Reproduce every line of the material below character for character, adding nothing and leaving nothing out.
Begin INFORMATION SUPPLIED
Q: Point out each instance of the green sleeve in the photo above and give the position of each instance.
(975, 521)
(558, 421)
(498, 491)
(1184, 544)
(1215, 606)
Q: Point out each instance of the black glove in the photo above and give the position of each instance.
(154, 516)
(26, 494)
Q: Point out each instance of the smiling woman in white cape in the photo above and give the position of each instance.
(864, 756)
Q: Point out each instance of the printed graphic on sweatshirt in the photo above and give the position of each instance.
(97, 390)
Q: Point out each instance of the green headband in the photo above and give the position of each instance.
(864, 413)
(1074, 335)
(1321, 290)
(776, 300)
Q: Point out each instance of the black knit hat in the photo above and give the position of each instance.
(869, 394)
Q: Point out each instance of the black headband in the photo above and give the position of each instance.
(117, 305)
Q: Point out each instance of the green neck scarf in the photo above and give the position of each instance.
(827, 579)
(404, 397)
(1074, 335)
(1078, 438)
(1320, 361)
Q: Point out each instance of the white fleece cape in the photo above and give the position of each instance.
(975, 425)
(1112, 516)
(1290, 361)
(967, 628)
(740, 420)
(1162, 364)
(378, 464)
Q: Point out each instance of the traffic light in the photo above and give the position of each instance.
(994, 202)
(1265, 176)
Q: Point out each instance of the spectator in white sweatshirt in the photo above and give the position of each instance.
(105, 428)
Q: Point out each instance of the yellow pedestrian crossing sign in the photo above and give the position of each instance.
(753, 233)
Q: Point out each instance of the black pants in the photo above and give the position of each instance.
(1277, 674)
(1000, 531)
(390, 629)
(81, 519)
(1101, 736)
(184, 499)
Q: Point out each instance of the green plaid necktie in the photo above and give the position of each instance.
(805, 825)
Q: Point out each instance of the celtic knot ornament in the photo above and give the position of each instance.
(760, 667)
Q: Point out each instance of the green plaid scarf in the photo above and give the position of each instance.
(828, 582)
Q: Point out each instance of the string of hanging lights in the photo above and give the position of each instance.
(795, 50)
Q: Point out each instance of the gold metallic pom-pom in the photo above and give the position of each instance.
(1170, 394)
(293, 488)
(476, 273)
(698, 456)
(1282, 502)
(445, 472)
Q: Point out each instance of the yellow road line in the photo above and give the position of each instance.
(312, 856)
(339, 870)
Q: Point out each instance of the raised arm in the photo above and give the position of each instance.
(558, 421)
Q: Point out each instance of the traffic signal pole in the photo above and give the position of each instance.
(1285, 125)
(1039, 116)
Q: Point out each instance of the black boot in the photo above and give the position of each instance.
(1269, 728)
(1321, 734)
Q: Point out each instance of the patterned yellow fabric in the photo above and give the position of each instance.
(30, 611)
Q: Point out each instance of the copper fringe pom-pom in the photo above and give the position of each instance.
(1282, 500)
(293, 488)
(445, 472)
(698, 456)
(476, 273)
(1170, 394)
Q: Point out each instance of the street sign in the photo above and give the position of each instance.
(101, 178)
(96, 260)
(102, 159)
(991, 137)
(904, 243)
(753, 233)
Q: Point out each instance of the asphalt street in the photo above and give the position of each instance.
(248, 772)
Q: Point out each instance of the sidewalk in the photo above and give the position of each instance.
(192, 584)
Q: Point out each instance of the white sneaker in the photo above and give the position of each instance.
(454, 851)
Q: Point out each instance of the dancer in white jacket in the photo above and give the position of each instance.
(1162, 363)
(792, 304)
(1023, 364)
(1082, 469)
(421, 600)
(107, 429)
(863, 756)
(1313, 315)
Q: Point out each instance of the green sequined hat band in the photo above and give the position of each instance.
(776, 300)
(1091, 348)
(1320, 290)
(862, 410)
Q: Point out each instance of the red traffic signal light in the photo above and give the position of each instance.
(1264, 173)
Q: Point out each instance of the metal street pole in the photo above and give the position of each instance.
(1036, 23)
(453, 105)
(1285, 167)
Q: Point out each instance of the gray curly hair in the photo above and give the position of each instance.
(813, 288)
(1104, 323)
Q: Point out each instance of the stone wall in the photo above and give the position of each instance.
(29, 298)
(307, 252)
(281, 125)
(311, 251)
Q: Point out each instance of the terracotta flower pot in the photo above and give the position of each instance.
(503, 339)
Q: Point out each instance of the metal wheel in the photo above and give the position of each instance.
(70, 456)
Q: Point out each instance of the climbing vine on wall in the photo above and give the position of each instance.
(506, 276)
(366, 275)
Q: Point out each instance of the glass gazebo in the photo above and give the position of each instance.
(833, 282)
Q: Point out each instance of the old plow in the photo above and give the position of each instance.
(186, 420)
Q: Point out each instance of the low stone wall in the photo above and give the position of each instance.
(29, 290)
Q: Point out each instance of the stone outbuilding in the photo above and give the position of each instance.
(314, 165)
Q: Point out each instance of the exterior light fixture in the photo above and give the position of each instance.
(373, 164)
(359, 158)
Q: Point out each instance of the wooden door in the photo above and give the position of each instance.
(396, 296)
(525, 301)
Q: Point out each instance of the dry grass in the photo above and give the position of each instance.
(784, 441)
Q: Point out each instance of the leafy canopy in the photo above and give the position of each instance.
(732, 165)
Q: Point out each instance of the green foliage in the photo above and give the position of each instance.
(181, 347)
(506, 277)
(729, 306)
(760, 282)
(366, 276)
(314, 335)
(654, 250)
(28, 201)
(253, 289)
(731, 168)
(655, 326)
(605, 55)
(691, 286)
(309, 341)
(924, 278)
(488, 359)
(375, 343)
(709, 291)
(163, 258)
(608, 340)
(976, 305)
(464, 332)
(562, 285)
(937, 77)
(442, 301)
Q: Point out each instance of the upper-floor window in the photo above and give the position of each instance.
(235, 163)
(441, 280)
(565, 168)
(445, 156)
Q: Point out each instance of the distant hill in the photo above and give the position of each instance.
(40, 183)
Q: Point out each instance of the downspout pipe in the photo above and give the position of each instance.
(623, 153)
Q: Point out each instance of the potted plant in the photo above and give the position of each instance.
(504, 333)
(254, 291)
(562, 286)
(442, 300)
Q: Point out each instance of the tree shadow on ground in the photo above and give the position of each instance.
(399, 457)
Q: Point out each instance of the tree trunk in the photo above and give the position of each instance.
End INFORMATION SUPPLIED
RESPONSE TO THE EXERCISE ->
Q: Point out each instance of the green sleeve in the photo above and give the position of each instance.
(975, 521)
(558, 421)
(498, 491)
(1184, 544)
(1215, 606)
Q: Point out each instance of the black glove in the photo above and give the position of each instance.
(154, 516)
(26, 494)
Q: Point out each instance of the smiling woman in white cape in the photo above and give the position of each instance.
(864, 756)
Q: Point out each instance of the printed graphic on sweatshirt in the photo above and give the position of each instance.
(97, 390)
Q: Point out each instance of the green headband in the photo above and give the position of each instance.
(864, 413)
(1074, 335)
(1321, 290)
(776, 300)
Q: Point out each instance of the black knit hat in the photo above and give the position of each instance.
(869, 394)
Q: Point out each instance of the black headband in the photo above and give the position of each instance.
(117, 305)
Q: Point out each instance of the green neck scarf in the photo above and give the position of each instance.
(827, 579)
(404, 397)
(1074, 335)
(1078, 438)
(1320, 361)
Q: Point out each instance of the white fleece cape in the photo above and give the position of each instance.
(975, 425)
(1112, 516)
(1290, 361)
(967, 628)
(740, 420)
(1162, 364)
(378, 464)
Q: Point out each instance of the traffic light in the photo above and give the position of each instance.
(994, 202)
(1265, 176)
Q: Point out each instance of the spectator in white sweatshirt in the photo above and give the position of each instance.
(105, 428)
Q: Point out each instance of the yellow pedestrian crossing sign in the photo above and give the position of each instance.
(753, 233)
Q: Point out each instance of the black pants in the photo above and give the position of each instance.
(1277, 674)
(1000, 531)
(390, 629)
(81, 519)
(1101, 736)
(184, 499)
Q: Point out each instance of the green plaid necktie in the photo above and give the position of each instance.
(805, 825)
Q: Point out each instance of the celtic knot ornament in the photo above and give the position of each instance.
(760, 667)
Q: Point out each instance of the green plaid scarf in the photo above and give the position of each instance.
(828, 582)
Q: Point out each instance of the string of hanging lights in the photo above and give the position of each instance.
(795, 50)
Q: Point out each instance of the gold metallic pom-pom in the photo above and give the position of each instance.
(1170, 394)
(293, 488)
(476, 273)
(698, 456)
(1282, 502)
(445, 472)
Q: Point out each instance of the yellow road line in the photo above and give the position of each instance.
(312, 856)
(339, 870)
Q: Point out each instance of the raised arm in the photo above and give the position of each instance.
(558, 421)
Q: Point out each instance of the traffic signal pole in the photo above and give the position of each instance.
(1285, 125)
(1039, 116)
Q: Point out each instance of the black boot in the photo above and give the position of each instance.
(1269, 728)
(1321, 734)
Q: Point out each instance of the patterned yellow fabric in the photo above and give the position of each instance.
(30, 611)
Q: Point out each instance of the copper fringe pom-pom in the photo above and give the position of each instance.
(1282, 500)
(293, 488)
(445, 472)
(698, 456)
(476, 273)
(1170, 394)
Q: Point out each instance of the street sign in the photo above and give the position of each instance.
(101, 178)
(96, 260)
(102, 159)
(991, 137)
(904, 243)
(753, 233)
Q: Point out each instance of the asphalt street in the photo above and give the position of each instance.
(248, 772)
Q: Point out each instance of the sidewalk in the photo above and give the position of each instance.
(192, 584)
Q: Point out each instance of the white sneaker in the photo above and give the position of each instance.
(454, 851)
Q: Point out each instance of the dancer in white jacket in the photo above and give the position of each instance.
(1162, 363)
(792, 304)
(1023, 364)
(1082, 469)
(421, 600)
(107, 429)
(863, 756)
(1313, 315)
Q: Point out each instance of the green sequined hat band in the photo above and give the position of each instance.
(776, 300)
(1091, 348)
(1320, 290)
(862, 410)
Q: Point out each instance of the red traffic signal light in the photo above and give the position of each instance.
(1264, 173)
Q: Point out each instance of the metal street pole in the photo above and give the position of each instance.
(1036, 23)
(453, 105)
(1285, 167)
Q: Point out each instance of the gray curly hair in the photo above and give the position of each instance.
(813, 288)
(1104, 323)
Q: Point out each instance of the stone wall in the photo above and give the position of each instance.
(29, 298)
(307, 252)
(281, 125)
(311, 251)
Q: Point out each instance of the terracotta flower pot in the photo above and give the position of each instance.
(503, 339)
Q: Point out each instance of the metal wheel in the photo above and give the position of each instance.
(70, 456)
Q: Point out each instance of the climbing vine on wall in the photo above and give the position of each instance.
(506, 276)
(366, 275)
Q: Point out each instance of the glass gazebo in the photo above and give the position of each instance.
(833, 282)
Q: Point out each instance of the old plow in the photo above and give the position of each instance.
(186, 420)
Q: Point out each instance of the low stone wall in the photo above and give the position of each instance.
(29, 290)
Q: Point out each instance of the stone outbuilding in the photo above and give the position of each instance.
(314, 165)
Q: Point out each instance of the exterior light fixture in the photo above and give the position of each instance.
(373, 164)
(359, 158)
Q: Point out each instance of the wooden door in the photo above and give the position of each instance.
(396, 296)
(525, 301)
Q: Point out each instance of the dry grass in the photo above and give the position of each instance.
(784, 441)
Q: Point out each instance of the leafy canopy in the photo above and give the position of each instance.
(732, 165)
Q: Point out each instance of the green foliage in the photo above and give the position of each instance.
(181, 347)
(506, 277)
(729, 306)
(760, 282)
(366, 276)
(314, 335)
(654, 250)
(28, 201)
(253, 289)
(731, 168)
(655, 326)
(605, 55)
(691, 286)
(309, 341)
(924, 278)
(488, 359)
(375, 343)
(709, 291)
(163, 258)
(608, 340)
(976, 305)
(464, 332)
(562, 285)
(937, 77)
(442, 301)
Q: Point out each instance of the upper-floor window in the photo above and give the position of each instance.
(235, 163)
(441, 280)
(565, 168)
(445, 156)
Q: Point out each instance of the distant hill in the photo above and give the position of each instance.
(40, 183)
Q: Point out each instance of the downspout pipe in the photo above and give the position of each instance.
(623, 153)
Q: Point out each instance of the potted plant in the photo above and give the position of each instance.
(504, 333)
(254, 291)
(562, 286)
(442, 300)
Q: Point out each instance of the tree shadow on ground in the photo above and give the position of each instance.
(399, 457)
Q: Point out each instance of the tree trunk in the photo above and give the position of each instance.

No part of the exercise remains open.